§ Assignment: Go through the records and report each line in which the word "bounding" occurs.

§ The input:
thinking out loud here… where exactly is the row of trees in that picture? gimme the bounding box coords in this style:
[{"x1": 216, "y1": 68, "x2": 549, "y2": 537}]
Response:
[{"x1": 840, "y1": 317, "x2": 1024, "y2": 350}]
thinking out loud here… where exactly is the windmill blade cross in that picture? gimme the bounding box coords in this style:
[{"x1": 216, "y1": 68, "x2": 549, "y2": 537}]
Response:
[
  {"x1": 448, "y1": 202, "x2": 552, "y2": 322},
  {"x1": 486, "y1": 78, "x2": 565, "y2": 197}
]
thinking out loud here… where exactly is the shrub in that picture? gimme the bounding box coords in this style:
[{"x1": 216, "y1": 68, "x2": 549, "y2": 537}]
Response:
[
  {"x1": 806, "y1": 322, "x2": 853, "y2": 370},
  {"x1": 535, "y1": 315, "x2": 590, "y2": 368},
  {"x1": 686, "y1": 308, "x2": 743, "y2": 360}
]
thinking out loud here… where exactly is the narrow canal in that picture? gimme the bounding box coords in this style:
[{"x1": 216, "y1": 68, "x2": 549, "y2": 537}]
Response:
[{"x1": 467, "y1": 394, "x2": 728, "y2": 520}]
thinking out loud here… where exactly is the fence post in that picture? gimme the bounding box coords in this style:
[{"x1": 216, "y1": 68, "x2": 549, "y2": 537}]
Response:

§ Result of the exercise:
thinking out loud here… where exactly is the row of trees in that picture? gimme the bounding box coords in this style:
thinking out loud here… where exactly is the windmill blade cross in that picture? gimme the bounding box coords in this style:
thinking out loud here… where exactly is the shrub in that picture? gimme the bounding box coords in this style:
thinking out loud here… where exactly is the narrow canal in that picture? gimme the bounding box coords in this style:
thinking out loud here… where exactly is the fence post in that picture? gimme the bounding box coords in this style:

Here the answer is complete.